Scoperti dal marito e dal padre, che furono avvisati dal frate di un convento nelle vicinanze, tale Antonio del Bosco, mentre trascorrevano un’altra notte di tenerezza, Laura e Ludovico vennero uccisi nel castello di Carini il 4 Dicembre 1563. A nulla valsero le disperate grida di pietà della figlia, l’onore della famiglia viene prima di tutto. Così la colpisce reiteratamente al petto e alle spalle. La Baronessa di Carini, in preda agli spasmi della morte, scivolò per terra lasciando l’impronta indelebile della sua mano insanguinata sul muro della stanza.
Il Salomone Marino, nel secolo scorso, raccolse da un esaltatore questi versi in cui si fa rivivere l’efferatezza del delitto:
“Vju viniri ‘na cavalleria
chistu è mè patri chi veni pri mia!
Signuri patri, chi vinistivu a fari?
Signura figghia, vi vegnu a ‘mmazzari.
Signuri patri, aspettatimi un pocu
Quantu mi chiamu lu me cunfissuri.
Habi tant’anni ch’un t’ha confissatu,
ed ora vai circannu cunfissuri?
E, comu dici st’amari palori,
tira la spata e cassaci lu cori;
tira cumpagnu miu, nun la sgarràri,
l’appressu corpu chi cci hai di tirari!
Lu primu corpu la donna cadìu,
l’appressu corpu la donna muriu.”
Le possenti mura del maniero, da quasi cinquecento anni, custodiscono nelle loro sale il terribile segreto di una storia d’amore alla quale con la violenza si è posto un tragico fine. Da quel giorno, in molti giurano di aver sentito un leggero fruscio di vesti femminili e delle grida soffocate, il fantasma della Baronessa di Carini appare nelle ampie sale del castello. Lo spirito irrequieto di donna Laura, morta col desiderio di confessarsi e mettersi in grazia di Dio, nella fredda notte, torna in quei luoghi per implorare clemenza e pietà al burbero padre, che alla sua vita preferì l’onore.

Problema posto 1:
Ripeti il passo del testo sulla Baronessa di Carini compreso tra "Scoperti dal marito" e "veni pri mia!", estremi inclusi.

Elementi per l'identificazione di posizioni:
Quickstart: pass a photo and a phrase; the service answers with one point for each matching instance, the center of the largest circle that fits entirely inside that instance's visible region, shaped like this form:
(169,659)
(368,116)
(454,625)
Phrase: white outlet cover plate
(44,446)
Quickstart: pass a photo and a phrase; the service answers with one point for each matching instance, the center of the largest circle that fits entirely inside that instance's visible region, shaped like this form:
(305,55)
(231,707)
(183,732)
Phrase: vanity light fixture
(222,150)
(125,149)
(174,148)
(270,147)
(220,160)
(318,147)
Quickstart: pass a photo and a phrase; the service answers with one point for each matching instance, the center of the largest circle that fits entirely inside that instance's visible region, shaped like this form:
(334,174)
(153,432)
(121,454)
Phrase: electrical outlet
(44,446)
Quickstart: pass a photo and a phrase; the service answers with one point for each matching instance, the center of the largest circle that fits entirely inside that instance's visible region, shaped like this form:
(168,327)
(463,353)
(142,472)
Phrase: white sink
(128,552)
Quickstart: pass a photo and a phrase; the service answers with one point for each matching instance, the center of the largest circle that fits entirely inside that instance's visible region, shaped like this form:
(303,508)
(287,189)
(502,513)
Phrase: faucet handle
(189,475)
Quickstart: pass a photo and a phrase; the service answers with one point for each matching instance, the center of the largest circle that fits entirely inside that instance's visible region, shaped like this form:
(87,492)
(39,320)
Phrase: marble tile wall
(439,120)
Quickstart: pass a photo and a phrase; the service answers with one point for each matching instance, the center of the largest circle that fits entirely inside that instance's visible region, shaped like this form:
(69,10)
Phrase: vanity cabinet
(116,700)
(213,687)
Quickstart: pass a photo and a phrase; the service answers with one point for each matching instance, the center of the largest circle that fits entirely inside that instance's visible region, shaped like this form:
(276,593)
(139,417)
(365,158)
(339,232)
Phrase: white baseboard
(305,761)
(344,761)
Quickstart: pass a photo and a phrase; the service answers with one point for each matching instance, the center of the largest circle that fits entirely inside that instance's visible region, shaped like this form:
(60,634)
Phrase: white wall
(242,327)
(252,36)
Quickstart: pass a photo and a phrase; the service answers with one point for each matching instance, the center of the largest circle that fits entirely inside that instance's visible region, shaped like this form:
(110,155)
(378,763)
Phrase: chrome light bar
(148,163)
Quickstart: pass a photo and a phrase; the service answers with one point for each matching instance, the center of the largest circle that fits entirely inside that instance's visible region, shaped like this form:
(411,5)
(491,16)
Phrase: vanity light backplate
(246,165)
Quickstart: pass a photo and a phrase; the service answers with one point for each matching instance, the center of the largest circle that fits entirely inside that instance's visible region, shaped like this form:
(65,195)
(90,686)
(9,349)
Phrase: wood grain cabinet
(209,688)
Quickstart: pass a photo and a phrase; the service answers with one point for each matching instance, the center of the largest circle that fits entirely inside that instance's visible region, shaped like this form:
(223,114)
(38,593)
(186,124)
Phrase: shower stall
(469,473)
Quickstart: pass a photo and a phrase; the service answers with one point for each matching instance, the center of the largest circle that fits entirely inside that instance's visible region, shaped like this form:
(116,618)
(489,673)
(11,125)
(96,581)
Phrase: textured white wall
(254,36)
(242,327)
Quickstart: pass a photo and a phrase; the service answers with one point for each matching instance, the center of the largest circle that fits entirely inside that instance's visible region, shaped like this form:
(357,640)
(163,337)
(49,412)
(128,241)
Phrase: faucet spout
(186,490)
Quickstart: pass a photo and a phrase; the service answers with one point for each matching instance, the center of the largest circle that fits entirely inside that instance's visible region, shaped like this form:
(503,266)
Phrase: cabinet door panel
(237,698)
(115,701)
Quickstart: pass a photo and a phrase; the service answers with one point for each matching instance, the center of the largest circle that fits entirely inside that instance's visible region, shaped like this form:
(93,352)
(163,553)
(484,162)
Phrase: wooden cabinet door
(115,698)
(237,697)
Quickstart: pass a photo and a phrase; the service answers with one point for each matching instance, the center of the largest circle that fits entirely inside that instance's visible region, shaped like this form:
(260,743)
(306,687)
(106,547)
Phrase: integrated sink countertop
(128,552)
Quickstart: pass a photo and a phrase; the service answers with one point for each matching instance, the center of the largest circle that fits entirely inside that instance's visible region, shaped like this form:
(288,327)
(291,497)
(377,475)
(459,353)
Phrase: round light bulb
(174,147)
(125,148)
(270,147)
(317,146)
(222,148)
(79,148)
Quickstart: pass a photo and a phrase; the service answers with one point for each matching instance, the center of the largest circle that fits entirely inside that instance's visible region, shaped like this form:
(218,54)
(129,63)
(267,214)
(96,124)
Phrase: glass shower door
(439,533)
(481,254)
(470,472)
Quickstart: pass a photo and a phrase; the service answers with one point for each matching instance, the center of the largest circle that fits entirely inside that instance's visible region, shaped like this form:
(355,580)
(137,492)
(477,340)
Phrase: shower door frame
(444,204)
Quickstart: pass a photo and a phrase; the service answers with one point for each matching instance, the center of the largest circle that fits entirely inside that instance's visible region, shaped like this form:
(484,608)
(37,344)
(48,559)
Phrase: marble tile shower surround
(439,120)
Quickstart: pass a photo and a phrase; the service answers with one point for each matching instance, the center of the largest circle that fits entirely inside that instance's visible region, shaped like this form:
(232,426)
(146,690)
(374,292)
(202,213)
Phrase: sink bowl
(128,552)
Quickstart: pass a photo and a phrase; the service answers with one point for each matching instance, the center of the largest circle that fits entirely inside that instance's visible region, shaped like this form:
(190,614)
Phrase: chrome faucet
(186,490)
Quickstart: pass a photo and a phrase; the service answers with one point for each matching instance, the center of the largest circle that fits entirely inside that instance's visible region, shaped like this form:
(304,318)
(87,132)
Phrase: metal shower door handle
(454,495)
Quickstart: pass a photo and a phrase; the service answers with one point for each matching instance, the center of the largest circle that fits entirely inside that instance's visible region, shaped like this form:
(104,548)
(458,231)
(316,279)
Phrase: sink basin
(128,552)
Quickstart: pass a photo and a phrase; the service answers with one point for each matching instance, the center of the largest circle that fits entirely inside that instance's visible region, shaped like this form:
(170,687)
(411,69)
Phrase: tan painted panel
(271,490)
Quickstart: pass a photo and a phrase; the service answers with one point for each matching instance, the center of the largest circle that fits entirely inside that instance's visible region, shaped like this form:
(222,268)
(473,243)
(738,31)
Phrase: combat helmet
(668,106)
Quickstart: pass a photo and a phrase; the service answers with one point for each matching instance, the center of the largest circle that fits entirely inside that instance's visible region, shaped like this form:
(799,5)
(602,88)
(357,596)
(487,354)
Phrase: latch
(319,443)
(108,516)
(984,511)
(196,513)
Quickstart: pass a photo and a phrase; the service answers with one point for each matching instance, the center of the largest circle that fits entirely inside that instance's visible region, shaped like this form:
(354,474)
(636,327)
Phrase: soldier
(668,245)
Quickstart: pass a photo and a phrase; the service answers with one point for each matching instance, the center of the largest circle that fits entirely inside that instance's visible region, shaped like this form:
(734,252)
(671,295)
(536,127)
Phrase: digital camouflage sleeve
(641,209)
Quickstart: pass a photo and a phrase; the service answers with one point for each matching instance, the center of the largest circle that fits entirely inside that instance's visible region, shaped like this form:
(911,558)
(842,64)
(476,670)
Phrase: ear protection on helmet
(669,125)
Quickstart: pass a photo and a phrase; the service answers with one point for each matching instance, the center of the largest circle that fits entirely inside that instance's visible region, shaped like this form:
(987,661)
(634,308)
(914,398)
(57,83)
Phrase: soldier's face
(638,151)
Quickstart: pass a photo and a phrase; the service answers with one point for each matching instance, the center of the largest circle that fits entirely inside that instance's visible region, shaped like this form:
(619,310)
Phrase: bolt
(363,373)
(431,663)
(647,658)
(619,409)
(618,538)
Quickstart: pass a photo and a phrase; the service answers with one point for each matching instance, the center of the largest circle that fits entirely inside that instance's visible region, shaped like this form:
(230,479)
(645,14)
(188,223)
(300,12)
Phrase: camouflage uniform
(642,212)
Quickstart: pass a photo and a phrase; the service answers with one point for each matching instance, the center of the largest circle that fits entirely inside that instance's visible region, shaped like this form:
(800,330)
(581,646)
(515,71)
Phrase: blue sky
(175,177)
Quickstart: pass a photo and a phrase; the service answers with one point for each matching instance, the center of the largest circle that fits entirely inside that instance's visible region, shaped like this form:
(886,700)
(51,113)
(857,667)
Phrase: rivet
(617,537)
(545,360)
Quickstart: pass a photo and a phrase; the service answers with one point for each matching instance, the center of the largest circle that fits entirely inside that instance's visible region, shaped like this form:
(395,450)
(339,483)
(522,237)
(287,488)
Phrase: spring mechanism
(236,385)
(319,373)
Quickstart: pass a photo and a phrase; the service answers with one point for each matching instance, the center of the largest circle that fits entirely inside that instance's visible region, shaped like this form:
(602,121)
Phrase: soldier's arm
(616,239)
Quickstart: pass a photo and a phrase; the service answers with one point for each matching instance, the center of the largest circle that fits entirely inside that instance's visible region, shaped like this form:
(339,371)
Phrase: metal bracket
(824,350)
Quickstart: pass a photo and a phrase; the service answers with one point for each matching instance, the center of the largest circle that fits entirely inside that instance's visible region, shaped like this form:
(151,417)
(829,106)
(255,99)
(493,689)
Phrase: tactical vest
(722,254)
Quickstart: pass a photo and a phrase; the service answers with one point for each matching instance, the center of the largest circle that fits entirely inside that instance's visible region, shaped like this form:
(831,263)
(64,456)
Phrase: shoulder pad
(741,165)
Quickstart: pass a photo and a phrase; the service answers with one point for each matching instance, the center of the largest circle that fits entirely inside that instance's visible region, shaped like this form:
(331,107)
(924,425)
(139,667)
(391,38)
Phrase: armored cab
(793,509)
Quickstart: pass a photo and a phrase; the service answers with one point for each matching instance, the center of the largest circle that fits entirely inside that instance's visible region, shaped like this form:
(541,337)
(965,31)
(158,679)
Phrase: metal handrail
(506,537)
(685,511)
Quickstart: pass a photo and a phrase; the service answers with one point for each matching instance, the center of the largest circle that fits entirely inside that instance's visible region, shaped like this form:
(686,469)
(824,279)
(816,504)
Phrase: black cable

Problema posto 2:
Individua e copia tutte le righe dei record che contengono la parola "wall", distinguendo tra maiuscole e minuscole.

Risultato corretto 1:
Scoperti dal marito e dal padre, che furono avvisati dal frate di un convento nelle vicinanze, tale Antonio del Bosco, mentre trascorrevano un’altra notte di tenerezza, Laura e Ludovico vennero uccisi nel castello di Carini il 4 Dicembre 1563. A nulla valsero le disperate grida di pietà della figlia, l’onore della famiglia viene prima di tutto. Così la colpisce reiteratamente al petto e alle spalle. La Baronessa di Carini, in preda agli spasmi della morte, scivolò per terra lasciando l’impronta indelebile della sua mano insanguinata sul muro della stanza.
Il Salomone Marino, nel secolo scorso, raccolse da un esaltatore questi versi in cui si fa rivivere l’efferatezza del delitto:
“Vju viniri ‘na cavalleria
chistu è mè patri chi veni pri mia!

Risultato corretto 2:
Phrase: marble tile wall
Phrase: white wall
Phrase: textured white wall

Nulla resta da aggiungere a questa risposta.